■ SOURCE EXCERPT:
FirstEnergy Nuclear Operating Company (FENOC) provided commitments in letters dated June 1, 2009, July 28, 2009, September 2, 2009, September 8, 2009, and September 14, 2009, for extensive visual and volumetric examination of the Beaver Valley Power Station (BVPS) Units 1 and

2. These inspections include 100 percent visual examination of the accessible areas of the containment liner plate by an American Society of Mechanical Engineers (ASME) code qualified inspector during the next refueling outage for each unit, October 2009 for Unit 2 and October 2010 for Unit 1. These inspections are a part of corrective actions for liner degradation found in April 2009.

These examinations will be followed by an enhanced ASME IWE visual examination scheduled 18 months later for BVPS, Units 1 and 2 (i.e., in April 2012 and April 2011, respectively).

In addition, FENOC has committed to perform volumetric examination of a minimum of eight non-random areas and 75 randomly-selected one-foot square locations of the containment liner plate of BVPS, Units 1 and 2. The non-random areas will be selected based on site-specific operating experience from areas that are likely to be subjected to localized pitting corrosion. The specific areas to be considered for selection include:

• areas that have been repainted more than once

• areas with irregular contour

• an area below the 2006 steam generator replacement construction opening (Unit 1 only)

• an area at grade level where concrete containment is exposed to the environment

• an area adjacent to where the through-wall degradation of the liner was discovered in April 2009 (Unit 1 only)

The BVPS, Unit 1, volumetric examination of non-random areas will commence on-line, within the current fuel cycle and will be completed prior to the end of the 1R20 refueling outage, not to exceed December 31, 2010. The volumetric examination of 75 randomly selected locations in BVPS, Unit 1, will be accomplished during the next three refueling outages starting with the October 2010 outage with completion no later than prior to the start of the period of extended operation in January 2016 (should the license be granted). For BVPS, Unit 2, the volumetric examination of random and non-random areas will be completed before the start of the period of extended operation. FENOC has also committed to evaluate applicable statistical methodologies to gain additional insight to be used as internal operating experience to augment the containment liner inspection program and to characterize the general state of the liner.

■ WHAT YOU SHOULD DO: According to the containment liner excerpt, what is the latest date by which the Unit 1 volumetric examination of non-random areas must be completed?

■ STORED DATA:
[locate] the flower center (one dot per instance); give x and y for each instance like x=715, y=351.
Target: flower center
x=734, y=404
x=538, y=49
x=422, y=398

* * *

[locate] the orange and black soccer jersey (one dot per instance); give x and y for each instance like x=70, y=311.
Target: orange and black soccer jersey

■ COMPLETE RESPONSE: December 31, 2010